READING PASSAGE>
Our calculations used a CASK X-ray structure reported here, determined at 1.85 Å resolution. In our design procedure, the protein backbone was held fixed in the X-ray conformation, while side chains mutated and explored rotamers. More precisely, the backbone motions were not ignored but were treated implicitly, through the protein dielectric constant, \(\epsilon _P\). The value used here, \(\epsilon _P=4\), is known to be physically reasonable for proteins. MD simulations further showed that the tested sequences have backbone structures very similar to the wild-type protein and native-like flexibilities.

While our folded state model was physics-based, the design procedure included two other elements that were knowledge-based. For the unfolded state, we assumed a simple, extended peptide model, to which an empirical correction was added that involved type-dependent amino acid chemical potentials37. All successful whole-protein redesigns have used similar, knowledge-based unfolded models. Second, we used several filters to choose a handful of sequences for experimental testing, and most of the filters were empirical. Indeed, the folded and unfolded models are imperfect, and while they produced at least three sequences that fold correctly (true positives), they presumably also produced false positives. The empirical filtering did not affect the sequence design, but was used to increase the chances that we would pick true positives for experimental testing. Starting from sequences within 1.5 kcal/mol of the top folding energy, we used the (computed) isoelectric point to reduce the chances of aggregation. We also used negative design, based on the Superfamily fold recognition tool. Indeed, negative design against aggregation or alternate folds was not included in the MC calculations. This left us with 692 designed sequences. Next, we eliminated sequences whose Blosum similarity to natural PDZ sequences was below the average of the 692 remaining sequences. This criterion was not very stringent, because the distribution of the Blosum scores was already very narrow (see Fig. 2, right panel, solid line and Fig. S1). At this point, we were left with 215 sequences. We then eliminated sequences whose structural models included large cavities and ones with a large net charge, which could lead to electrostatic repulsion within the folded structure. Finally, we eliminated sequences with more than 15 “drastic” mutations (corresponding to Blosum scores of − 2 or less). This left us with 16 sequences. We chose 3 that were representative.

WORK TO BE COMPLETED> Please resume the passage on redesigning the CASK PDZ protein, picking up right after its final sentence.

DATA SHOWN>
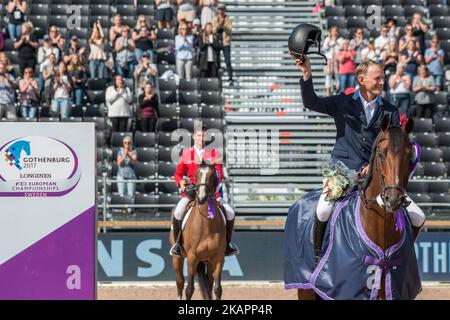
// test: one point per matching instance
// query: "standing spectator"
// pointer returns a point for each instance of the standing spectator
(382, 41)
(74, 49)
(411, 57)
(208, 59)
(118, 100)
(208, 11)
(9, 66)
(164, 14)
(419, 30)
(62, 89)
(223, 26)
(44, 54)
(77, 74)
(186, 11)
(125, 57)
(7, 97)
(48, 74)
(143, 36)
(390, 60)
(330, 48)
(409, 35)
(97, 56)
(28, 88)
(126, 160)
(400, 89)
(434, 58)
(347, 66)
(358, 43)
(394, 31)
(145, 72)
(57, 39)
(26, 45)
(184, 52)
(423, 87)
(148, 106)
(17, 9)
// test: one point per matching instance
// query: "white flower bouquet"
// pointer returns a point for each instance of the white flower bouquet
(339, 179)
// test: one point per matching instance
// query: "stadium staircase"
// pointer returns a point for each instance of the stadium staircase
(264, 106)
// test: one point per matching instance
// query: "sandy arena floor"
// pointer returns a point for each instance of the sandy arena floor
(233, 291)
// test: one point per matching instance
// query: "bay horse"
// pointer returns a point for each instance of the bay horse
(388, 176)
(203, 239)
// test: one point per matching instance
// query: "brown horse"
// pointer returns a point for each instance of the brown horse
(388, 176)
(204, 240)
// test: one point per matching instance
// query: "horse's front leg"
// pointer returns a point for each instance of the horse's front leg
(192, 268)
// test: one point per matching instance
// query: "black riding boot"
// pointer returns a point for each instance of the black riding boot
(176, 249)
(318, 236)
(231, 248)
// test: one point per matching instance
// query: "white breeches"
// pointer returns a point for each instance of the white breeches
(324, 210)
(182, 204)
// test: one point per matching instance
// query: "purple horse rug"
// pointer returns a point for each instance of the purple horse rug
(351, 264)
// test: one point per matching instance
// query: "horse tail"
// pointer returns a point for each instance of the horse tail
(203, 281)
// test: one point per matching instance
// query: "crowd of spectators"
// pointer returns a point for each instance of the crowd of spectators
(52, 71)
(413, 70)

RESPONSE TO THIS EXERCISE>
The three tested proteins could be overexpressed, had sharp 1D-NMR peaks typical of a folded protein and native-like CD spectra. Two exhibited a shift of their thermal denaturation in the presence of one or two peptides that are known CASK ligands. Evidently, our physics-based folded model and empirical unfolded model can be used to successfully redesign a whole protein, at least with the help of some empirical post-filtering. The expression yields, protein solubilities and stabilities of the designed sequences were lower than for wild-type CASK, so that it was not possible to produce large amounts of pure protein for 2D-NMR or X-ray crystallography. It may be possible to improve this behavior by testing a larger number of designs, by using a more sophisticated filtering of candidate sequences for solubility (beyond estimating the isoelectric point), or by improving the physical model even further. Model improvements might include backbone-dependent rotamers and/or multiple backbone conformations.

The present design method, which combines molecular mechanics, continuum electrostatics, and Boltzmann sampling, is an example of physics-based CPD. It is striking and encouraging that this approach allows whole protein redesign to be done successfully. We expect that the physics-based route will increasingly yield valuable insights and should be a valuable complement to knowledge-based CPD and experimental design.